> **Pointing dataset records**
══════════════════════════════

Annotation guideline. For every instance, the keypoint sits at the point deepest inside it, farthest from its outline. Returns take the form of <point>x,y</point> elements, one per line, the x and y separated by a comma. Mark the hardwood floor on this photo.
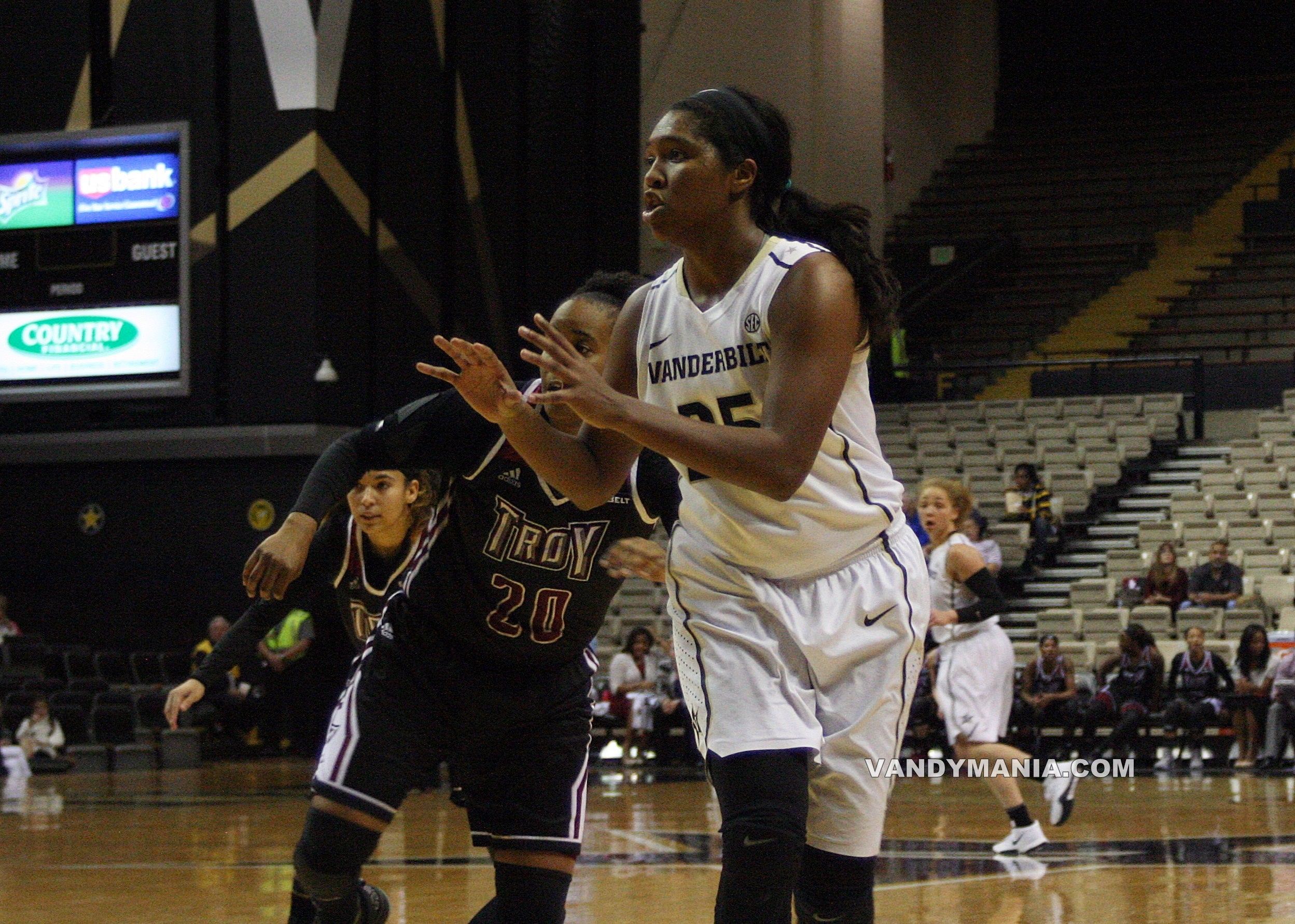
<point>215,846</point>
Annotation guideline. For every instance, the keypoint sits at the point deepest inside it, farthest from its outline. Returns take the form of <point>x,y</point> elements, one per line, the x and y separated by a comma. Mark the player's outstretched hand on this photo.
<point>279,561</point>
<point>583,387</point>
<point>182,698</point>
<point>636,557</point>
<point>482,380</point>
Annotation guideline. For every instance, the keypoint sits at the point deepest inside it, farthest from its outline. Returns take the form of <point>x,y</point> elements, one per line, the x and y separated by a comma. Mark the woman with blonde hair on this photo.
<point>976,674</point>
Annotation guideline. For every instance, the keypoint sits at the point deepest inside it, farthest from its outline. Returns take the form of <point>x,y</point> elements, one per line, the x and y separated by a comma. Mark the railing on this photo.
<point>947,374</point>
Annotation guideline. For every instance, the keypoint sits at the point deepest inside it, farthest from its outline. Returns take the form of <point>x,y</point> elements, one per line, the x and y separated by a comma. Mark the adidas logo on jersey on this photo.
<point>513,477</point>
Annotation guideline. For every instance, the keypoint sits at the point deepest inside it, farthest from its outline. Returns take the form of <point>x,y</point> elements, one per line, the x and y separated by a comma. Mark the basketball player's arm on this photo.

══════════════════════════════

> **CHALLENGE**
Copy out all the records exactly, excluding pictures.

> **FINAL ANSWER**
Annotation guideline. For every instance, the keypoint sits at the point deepest inside it, farthest from its outline. Returns take the form of <point>x,y</point> elements, one per line, the x and y separated by a comma. Mark the hardwood floor on this photo.
<point>215,846</point>
Annotation guideline. For every instance, the keypoint sits at the point deepest inside it, farthest from its outline. Returns take the form of <point>x,y</point> elements, one per line, the x and y separated by a comma. Mark the player's outstretched hand on this photo.
<point>279,561</point>
<point>583,387</point>
<point>182,698</point>
<point>636,557</point>
<point>482,380</point>
Annotation guideline. For every instance, the keypoint sits at the point deepest inside it, farthest from its outline. Returns take the form of <point>x,y</point> elements, one per line, the x and y separated by a comma. Mark the woman with blonde hair on this photo.
<point>976,674</point>
Annotation guideline. For every instance, the keypoint sits at the point deepest inside it, farthest from its outline. Returns take the form of <point>x,y</point> elements, one per line, the x and y separated by a comma. Mark the railing on this photo.
<point>947,374</point>
Annotation guideline. For every instance, the keypoint sits at the point deepest inside it, farthest from its outline. Returns take the form of <point>x,y</point> elements, one per line, the x and y separated by a comma. Mark the adidas logo on jersey on this photo.
<point>513,477</point>
Annotation guideline. For every instance, the keypoint sits at the point deepest inside it, farthest from its outline. Returns take the form of <point>x,y</point> elements, one per line, the x and y separated by a comma. Mark the basketball player's arm on this photo.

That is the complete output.